= Beginning of Section =

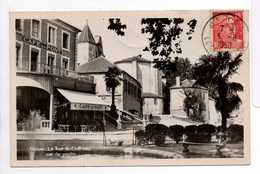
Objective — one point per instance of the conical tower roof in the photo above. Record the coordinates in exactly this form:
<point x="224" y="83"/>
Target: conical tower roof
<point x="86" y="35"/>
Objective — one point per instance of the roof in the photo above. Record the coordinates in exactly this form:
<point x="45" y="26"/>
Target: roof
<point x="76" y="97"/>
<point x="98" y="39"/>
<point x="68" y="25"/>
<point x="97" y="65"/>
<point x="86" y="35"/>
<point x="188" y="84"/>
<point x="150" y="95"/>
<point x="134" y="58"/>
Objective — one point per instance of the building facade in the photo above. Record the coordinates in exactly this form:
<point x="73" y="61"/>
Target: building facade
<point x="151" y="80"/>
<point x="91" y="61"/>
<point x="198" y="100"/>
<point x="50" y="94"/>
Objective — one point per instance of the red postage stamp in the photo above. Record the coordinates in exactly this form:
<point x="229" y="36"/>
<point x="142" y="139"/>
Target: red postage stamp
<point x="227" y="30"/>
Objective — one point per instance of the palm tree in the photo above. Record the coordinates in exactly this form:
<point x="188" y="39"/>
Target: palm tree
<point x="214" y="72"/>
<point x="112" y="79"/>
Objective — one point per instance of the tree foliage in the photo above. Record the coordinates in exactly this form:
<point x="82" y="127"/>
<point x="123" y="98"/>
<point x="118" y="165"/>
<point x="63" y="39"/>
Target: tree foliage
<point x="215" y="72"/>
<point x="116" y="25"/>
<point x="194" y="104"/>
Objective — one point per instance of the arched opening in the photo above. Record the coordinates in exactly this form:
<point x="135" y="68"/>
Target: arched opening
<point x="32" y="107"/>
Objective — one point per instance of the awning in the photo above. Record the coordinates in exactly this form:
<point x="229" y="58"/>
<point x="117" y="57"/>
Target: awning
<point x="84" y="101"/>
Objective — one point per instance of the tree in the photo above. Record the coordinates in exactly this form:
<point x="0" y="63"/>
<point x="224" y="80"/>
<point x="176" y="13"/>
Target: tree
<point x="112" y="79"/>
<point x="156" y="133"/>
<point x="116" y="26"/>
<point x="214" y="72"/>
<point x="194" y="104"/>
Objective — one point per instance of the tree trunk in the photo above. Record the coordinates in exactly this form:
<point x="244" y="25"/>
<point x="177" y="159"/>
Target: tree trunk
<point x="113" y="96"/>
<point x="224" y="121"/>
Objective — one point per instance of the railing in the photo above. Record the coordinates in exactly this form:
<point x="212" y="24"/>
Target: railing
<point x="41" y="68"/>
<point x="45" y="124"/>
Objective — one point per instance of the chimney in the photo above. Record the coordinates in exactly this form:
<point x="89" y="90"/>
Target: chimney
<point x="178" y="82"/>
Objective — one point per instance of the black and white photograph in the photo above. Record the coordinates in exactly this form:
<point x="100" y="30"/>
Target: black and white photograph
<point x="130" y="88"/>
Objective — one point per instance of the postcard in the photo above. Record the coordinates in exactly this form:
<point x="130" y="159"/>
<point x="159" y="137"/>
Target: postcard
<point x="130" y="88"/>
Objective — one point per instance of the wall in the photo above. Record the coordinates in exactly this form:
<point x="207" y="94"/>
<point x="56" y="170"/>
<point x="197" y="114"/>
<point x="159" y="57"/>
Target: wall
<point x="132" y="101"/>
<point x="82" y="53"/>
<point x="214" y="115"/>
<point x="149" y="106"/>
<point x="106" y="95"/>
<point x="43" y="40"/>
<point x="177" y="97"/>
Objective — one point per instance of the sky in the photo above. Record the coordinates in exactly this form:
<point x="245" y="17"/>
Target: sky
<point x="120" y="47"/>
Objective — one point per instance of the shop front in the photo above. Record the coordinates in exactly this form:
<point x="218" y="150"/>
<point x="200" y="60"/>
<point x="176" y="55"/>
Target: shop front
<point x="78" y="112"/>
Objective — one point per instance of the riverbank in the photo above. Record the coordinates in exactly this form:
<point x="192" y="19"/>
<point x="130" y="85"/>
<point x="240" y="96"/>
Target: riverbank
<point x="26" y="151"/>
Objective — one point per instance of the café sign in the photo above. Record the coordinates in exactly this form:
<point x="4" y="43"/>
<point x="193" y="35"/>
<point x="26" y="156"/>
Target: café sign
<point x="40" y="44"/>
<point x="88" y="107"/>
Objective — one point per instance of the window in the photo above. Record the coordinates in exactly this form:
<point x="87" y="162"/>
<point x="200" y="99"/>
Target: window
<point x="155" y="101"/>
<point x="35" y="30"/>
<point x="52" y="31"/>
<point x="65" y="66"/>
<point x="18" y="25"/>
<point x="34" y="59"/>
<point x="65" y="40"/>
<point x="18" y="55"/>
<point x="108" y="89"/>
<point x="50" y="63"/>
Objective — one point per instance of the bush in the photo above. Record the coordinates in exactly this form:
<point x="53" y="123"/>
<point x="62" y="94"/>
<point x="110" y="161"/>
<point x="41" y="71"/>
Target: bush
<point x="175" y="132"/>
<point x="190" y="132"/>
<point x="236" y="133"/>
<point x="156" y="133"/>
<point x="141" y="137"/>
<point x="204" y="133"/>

= End of Section =
= Beginning of Section =

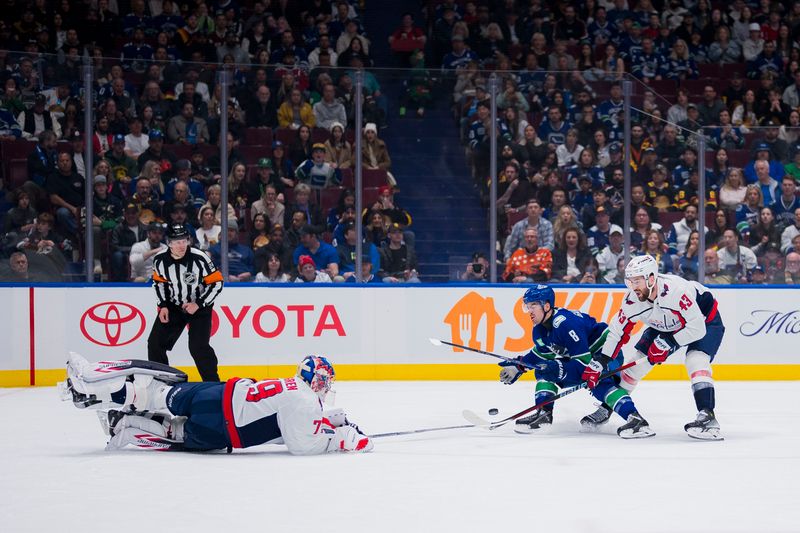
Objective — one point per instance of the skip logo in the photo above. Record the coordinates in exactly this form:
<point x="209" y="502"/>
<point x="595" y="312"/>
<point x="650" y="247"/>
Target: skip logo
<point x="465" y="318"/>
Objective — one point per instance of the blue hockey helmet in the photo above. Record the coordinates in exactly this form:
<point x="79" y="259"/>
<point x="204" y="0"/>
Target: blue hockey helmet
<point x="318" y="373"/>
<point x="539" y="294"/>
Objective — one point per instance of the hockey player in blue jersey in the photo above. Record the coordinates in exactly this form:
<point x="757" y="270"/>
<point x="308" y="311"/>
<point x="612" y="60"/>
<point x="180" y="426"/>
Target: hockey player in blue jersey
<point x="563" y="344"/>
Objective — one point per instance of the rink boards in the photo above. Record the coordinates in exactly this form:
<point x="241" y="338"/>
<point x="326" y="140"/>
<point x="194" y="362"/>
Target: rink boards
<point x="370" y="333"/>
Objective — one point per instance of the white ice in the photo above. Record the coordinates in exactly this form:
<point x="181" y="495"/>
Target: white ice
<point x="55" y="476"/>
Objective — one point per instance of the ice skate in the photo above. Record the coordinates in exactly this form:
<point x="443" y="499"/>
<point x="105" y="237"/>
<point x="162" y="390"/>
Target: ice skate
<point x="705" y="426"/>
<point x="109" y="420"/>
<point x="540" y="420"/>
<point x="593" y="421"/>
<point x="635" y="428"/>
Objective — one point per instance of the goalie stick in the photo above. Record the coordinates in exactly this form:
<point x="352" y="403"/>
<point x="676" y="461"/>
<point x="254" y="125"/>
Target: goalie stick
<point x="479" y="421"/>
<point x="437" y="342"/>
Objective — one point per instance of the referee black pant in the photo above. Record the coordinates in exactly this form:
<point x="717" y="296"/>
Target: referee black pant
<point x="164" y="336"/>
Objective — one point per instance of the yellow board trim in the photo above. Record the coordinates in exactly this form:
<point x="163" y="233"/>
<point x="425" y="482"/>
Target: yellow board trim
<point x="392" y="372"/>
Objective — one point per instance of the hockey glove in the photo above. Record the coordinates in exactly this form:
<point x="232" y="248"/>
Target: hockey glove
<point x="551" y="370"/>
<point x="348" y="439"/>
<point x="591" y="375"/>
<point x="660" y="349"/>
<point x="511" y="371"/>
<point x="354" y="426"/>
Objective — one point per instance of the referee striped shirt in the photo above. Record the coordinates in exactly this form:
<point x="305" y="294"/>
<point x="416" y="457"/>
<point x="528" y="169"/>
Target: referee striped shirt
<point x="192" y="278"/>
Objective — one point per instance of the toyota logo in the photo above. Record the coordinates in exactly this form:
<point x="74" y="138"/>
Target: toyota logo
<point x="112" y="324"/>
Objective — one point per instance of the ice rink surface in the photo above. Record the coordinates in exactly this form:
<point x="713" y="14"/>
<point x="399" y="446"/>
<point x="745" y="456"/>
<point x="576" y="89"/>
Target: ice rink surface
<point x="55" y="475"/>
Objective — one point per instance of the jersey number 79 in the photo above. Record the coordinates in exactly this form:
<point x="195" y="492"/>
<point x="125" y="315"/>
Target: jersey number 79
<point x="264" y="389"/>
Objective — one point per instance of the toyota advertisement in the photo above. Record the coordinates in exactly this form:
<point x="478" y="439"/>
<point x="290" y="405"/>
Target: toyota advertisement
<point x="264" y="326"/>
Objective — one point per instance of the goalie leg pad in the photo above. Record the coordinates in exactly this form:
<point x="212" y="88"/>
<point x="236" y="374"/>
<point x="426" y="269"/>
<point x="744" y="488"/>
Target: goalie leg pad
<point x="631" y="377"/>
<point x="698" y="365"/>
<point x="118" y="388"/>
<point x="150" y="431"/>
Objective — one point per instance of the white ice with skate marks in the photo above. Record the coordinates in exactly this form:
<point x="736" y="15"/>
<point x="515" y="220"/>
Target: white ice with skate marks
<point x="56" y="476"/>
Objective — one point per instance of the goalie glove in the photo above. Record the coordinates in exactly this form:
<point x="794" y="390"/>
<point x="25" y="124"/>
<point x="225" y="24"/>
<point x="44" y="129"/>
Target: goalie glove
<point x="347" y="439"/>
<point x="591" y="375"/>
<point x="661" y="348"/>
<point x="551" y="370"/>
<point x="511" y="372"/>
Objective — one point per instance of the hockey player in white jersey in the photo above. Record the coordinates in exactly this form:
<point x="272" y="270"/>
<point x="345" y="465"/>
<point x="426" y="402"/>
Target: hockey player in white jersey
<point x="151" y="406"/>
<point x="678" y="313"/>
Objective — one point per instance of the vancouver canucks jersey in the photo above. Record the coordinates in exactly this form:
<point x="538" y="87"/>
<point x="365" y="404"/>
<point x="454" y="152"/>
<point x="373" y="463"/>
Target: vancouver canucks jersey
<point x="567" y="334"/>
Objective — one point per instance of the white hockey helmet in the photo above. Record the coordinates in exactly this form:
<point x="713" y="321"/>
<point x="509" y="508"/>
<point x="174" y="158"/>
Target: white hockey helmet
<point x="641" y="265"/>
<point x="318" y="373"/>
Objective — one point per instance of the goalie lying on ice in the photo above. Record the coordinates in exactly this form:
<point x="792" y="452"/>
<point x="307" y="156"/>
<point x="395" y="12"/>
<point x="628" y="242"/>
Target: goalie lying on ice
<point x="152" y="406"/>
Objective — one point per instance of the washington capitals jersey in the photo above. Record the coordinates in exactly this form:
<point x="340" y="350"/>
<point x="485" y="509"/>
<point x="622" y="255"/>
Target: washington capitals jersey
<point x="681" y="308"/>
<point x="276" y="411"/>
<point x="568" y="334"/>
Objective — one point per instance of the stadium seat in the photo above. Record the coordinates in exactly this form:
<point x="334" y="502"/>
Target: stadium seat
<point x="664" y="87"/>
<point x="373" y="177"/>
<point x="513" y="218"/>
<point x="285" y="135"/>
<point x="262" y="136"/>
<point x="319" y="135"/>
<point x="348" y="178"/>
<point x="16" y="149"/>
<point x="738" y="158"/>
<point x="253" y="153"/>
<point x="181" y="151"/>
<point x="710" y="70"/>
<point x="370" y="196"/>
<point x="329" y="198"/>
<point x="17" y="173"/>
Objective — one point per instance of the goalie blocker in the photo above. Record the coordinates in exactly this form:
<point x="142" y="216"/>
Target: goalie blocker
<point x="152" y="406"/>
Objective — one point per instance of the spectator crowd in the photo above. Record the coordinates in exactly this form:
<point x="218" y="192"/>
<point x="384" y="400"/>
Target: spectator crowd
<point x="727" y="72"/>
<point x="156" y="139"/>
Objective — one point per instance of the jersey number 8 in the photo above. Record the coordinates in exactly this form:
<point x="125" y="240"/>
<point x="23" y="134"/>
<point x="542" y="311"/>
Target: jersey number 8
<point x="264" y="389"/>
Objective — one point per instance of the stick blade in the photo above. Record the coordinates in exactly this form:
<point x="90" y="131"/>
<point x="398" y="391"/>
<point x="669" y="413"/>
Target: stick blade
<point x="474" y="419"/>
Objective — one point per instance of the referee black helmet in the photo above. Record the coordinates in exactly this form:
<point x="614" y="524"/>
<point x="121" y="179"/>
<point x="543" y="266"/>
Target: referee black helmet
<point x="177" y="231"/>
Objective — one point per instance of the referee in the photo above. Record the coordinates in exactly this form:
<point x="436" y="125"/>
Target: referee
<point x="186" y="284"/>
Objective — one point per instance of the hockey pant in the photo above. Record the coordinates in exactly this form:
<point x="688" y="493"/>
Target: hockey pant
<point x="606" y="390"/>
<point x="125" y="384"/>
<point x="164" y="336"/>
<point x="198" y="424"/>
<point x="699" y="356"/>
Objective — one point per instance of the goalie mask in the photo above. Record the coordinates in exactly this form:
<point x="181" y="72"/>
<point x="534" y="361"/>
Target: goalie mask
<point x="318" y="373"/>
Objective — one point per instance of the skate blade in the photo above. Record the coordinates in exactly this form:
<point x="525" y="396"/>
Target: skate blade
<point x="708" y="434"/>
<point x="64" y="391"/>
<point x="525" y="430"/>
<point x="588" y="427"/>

= End of Section =
= Beginning of Section =

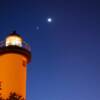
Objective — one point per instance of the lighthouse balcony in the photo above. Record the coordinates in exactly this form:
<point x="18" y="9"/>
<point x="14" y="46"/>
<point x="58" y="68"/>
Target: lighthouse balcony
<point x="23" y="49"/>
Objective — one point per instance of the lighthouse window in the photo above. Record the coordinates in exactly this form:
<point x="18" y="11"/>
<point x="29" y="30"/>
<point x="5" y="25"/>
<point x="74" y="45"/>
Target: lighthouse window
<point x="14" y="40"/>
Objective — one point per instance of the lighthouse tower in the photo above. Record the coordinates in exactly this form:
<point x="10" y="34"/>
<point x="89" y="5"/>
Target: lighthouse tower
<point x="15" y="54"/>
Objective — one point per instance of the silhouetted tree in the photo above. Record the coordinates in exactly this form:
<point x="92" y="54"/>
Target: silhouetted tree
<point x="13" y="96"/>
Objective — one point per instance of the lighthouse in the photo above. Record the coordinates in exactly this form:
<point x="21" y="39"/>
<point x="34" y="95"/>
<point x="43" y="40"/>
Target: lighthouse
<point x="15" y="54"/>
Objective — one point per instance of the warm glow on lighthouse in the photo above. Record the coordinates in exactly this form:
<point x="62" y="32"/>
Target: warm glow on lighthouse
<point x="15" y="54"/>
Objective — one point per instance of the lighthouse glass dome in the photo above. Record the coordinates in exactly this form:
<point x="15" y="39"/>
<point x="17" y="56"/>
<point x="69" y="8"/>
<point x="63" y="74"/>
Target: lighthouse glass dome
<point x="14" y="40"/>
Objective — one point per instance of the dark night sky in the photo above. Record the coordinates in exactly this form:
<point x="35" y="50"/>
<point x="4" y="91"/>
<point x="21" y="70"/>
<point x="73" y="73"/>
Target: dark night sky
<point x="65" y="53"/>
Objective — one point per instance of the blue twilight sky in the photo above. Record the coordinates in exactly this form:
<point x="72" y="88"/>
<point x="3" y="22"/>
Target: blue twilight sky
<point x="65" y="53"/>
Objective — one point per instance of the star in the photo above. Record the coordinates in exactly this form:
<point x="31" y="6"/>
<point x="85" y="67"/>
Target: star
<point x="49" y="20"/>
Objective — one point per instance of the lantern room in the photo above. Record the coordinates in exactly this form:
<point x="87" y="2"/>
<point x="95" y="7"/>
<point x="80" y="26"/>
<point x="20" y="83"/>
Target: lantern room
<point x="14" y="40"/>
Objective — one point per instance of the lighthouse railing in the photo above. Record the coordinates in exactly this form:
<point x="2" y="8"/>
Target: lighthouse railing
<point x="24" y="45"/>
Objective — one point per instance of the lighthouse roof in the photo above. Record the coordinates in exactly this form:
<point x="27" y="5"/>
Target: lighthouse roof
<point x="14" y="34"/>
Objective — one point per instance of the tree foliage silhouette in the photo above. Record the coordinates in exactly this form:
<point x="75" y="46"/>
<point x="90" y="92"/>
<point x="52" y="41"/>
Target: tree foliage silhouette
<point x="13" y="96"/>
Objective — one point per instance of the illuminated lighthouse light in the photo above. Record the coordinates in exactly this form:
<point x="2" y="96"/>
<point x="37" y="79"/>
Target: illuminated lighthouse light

= End of Section =

Work instructions :: What is the number of lines above that contain the word "illuminated"? Answer with that number only.

Solution below :: 2